(Point localization data)
-------------------------

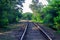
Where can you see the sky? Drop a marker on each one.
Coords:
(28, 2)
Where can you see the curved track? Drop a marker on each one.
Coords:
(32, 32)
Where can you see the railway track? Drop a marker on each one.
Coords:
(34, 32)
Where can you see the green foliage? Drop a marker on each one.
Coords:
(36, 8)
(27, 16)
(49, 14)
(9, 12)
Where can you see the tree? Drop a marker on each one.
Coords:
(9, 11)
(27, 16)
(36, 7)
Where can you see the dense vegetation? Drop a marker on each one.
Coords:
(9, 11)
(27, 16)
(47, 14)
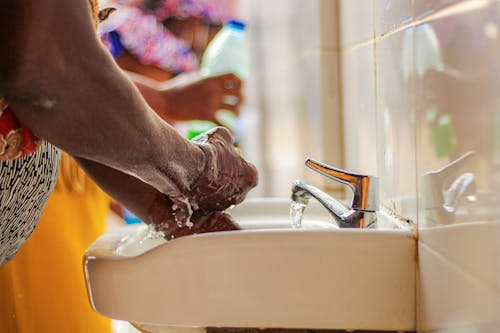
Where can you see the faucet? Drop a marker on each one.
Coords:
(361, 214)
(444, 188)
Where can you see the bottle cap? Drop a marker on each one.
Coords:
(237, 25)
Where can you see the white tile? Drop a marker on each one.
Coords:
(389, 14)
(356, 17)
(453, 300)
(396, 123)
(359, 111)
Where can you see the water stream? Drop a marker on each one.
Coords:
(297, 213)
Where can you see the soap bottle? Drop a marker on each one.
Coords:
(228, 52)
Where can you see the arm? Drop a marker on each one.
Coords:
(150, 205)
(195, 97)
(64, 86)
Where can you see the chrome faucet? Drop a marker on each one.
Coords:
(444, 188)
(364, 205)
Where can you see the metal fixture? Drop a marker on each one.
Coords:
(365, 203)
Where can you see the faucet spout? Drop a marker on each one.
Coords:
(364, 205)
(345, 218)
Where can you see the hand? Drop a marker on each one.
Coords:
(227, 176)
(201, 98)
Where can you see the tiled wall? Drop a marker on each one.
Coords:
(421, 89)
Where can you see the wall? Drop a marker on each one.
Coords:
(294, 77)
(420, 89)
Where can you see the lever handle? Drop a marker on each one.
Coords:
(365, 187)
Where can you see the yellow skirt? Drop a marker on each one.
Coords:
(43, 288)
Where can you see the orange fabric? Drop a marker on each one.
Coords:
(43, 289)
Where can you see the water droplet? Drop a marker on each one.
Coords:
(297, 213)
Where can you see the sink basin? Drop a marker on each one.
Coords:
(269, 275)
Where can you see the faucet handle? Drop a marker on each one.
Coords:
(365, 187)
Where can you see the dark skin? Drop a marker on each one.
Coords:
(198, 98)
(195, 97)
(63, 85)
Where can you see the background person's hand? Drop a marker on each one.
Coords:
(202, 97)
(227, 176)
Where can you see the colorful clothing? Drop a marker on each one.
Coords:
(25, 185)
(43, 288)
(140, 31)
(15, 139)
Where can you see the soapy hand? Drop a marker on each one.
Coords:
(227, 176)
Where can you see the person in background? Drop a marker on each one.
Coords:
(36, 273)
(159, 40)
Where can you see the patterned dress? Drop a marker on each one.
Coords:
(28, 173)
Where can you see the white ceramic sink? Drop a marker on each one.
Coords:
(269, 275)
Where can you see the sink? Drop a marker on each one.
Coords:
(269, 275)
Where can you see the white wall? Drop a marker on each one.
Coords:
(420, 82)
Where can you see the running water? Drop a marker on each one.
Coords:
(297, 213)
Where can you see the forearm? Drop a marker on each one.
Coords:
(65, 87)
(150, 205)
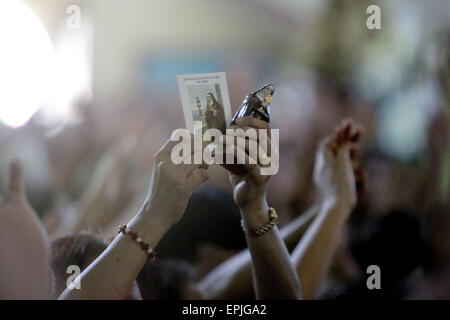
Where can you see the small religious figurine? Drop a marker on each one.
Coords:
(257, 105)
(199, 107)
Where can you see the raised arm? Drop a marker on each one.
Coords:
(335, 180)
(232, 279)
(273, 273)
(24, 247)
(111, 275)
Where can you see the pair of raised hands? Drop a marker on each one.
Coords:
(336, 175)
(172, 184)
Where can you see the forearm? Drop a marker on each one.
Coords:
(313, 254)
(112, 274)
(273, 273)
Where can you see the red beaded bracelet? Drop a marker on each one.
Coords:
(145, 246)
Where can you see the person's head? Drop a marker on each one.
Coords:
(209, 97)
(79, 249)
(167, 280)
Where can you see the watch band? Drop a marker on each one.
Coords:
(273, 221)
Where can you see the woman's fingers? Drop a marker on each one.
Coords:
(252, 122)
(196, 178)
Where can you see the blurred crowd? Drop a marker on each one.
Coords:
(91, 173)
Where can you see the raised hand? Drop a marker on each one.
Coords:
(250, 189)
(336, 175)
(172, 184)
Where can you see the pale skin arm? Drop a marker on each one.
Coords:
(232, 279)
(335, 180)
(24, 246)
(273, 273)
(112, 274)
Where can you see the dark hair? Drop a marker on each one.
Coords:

-------------------------

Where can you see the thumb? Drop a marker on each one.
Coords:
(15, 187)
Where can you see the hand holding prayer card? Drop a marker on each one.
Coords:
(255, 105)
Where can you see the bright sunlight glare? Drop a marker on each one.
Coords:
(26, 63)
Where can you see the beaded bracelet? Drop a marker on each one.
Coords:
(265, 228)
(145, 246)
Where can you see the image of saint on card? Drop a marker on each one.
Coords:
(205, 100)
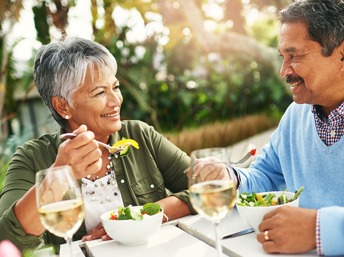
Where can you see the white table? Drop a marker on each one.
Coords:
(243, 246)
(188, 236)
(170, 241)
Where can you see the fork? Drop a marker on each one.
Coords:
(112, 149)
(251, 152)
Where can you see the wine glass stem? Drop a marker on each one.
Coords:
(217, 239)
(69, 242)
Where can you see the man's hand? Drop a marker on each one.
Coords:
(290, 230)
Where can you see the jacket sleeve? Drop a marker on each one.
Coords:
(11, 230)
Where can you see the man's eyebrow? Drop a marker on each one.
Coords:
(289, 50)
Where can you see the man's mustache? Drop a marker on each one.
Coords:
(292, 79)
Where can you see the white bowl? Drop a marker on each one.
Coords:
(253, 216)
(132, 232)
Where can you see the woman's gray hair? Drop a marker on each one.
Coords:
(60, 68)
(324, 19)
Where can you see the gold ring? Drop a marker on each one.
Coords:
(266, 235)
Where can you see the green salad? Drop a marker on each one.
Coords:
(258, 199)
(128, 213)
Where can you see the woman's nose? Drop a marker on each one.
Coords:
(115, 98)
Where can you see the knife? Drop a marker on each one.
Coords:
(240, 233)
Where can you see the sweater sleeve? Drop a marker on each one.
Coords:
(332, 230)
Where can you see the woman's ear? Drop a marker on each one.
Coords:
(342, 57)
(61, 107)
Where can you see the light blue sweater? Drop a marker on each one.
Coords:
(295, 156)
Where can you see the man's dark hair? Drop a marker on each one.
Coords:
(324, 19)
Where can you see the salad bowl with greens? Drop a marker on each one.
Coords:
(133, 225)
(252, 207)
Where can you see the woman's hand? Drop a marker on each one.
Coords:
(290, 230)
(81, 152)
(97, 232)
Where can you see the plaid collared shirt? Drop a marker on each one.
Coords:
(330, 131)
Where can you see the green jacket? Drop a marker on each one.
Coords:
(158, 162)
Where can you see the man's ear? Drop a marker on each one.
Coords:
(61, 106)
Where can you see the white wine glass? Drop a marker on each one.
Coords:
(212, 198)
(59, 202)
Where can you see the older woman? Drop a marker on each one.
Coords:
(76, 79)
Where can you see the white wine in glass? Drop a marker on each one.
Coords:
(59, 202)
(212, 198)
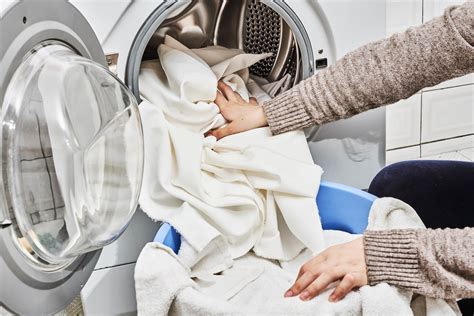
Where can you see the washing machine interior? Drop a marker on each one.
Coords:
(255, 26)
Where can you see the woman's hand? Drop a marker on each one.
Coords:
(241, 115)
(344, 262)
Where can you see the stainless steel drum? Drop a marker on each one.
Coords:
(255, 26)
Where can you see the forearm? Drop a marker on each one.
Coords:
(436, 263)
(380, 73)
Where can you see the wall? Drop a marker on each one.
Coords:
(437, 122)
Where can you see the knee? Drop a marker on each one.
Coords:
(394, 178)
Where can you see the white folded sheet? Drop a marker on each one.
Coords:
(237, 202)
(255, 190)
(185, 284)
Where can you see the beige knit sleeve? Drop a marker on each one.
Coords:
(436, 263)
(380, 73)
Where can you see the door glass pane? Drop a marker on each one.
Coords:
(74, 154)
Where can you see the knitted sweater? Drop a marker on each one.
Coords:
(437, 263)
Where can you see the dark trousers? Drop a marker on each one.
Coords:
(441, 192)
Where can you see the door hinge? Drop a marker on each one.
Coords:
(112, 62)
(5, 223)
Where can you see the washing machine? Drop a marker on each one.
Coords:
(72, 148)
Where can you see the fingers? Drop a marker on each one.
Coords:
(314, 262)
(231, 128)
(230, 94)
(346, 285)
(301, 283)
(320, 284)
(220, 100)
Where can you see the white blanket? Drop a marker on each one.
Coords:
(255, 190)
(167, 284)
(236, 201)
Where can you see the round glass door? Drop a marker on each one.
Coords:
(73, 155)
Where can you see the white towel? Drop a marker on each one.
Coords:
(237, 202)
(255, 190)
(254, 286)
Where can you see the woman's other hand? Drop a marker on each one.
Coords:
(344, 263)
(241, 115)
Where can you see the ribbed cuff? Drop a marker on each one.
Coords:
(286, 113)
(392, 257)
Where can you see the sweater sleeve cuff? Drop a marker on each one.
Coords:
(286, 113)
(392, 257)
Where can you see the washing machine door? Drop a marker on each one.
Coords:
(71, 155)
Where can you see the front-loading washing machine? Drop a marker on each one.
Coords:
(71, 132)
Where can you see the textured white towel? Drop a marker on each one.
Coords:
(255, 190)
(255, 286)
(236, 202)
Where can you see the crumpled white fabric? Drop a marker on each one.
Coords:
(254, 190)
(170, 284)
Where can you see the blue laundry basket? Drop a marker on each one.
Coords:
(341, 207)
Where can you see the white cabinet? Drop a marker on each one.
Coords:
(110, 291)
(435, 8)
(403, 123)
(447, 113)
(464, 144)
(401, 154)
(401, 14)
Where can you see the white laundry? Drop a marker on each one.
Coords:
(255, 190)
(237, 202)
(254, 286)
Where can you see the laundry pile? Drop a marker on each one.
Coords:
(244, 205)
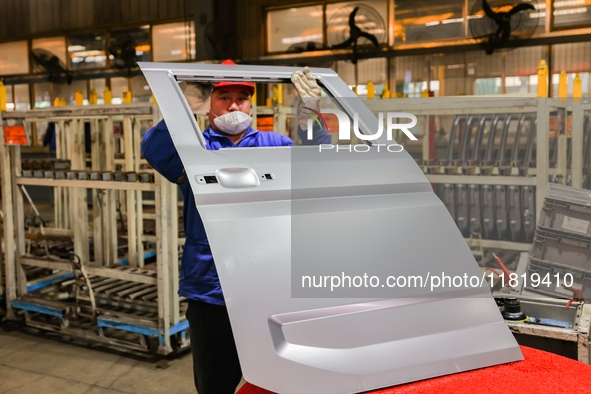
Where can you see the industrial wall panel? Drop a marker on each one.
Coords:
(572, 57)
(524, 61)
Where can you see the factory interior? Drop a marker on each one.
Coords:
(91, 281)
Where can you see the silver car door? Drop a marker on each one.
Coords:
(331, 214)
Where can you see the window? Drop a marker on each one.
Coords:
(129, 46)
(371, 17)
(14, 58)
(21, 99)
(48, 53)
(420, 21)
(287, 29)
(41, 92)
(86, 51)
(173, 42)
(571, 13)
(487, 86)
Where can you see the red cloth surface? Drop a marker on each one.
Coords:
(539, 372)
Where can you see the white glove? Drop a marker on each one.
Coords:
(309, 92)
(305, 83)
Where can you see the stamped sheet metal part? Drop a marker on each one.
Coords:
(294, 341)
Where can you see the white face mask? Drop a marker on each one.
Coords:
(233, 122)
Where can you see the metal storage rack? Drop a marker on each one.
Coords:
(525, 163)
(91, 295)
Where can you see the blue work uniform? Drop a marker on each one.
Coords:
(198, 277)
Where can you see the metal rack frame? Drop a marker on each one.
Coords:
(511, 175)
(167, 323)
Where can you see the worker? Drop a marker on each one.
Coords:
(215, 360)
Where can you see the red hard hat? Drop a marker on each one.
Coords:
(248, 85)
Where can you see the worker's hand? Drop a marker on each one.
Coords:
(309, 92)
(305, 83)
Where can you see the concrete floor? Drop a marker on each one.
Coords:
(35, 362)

-------------------------

◆ **Problem requirements**
What's needed is an exact copy of the records above from the line containing "Where can you see the sky?" down to the line containing "Where can you see the white tile?", both included, without any pictures.

◆ **Response**
Where can you see the sky? Drop a marker on each one.
Coords:
(28, 2)
Where can you see the curved track? Drop a marker on each one.
Coords:
(32, 32)
Where can you see the railway track? Drop a marker on each one.
Coords:
(34, 32)
Where can you see the green foliage? Drop a marker on each one.
Coords:
(36, 8)
(27, 16)
(49, 14)
(9, 12)
Where can you see the tree? Drop a marker on each one.
Coords:
(9, 11)
(27, 16)
(36, 7)
Where can you see the dense vegetation? Drop a marker on each one.
Coords:
(9, 11)
(27, 16)
(47, 14)
Where can you see the faucet? Drop a marker on each one.
Coords:
(361, 214)
(444, 188)
Where can you see the bottle cap? Drop a marker on each one.
Coords:
(237, 25)
Where can you see the white tile? Drop a marker on each one.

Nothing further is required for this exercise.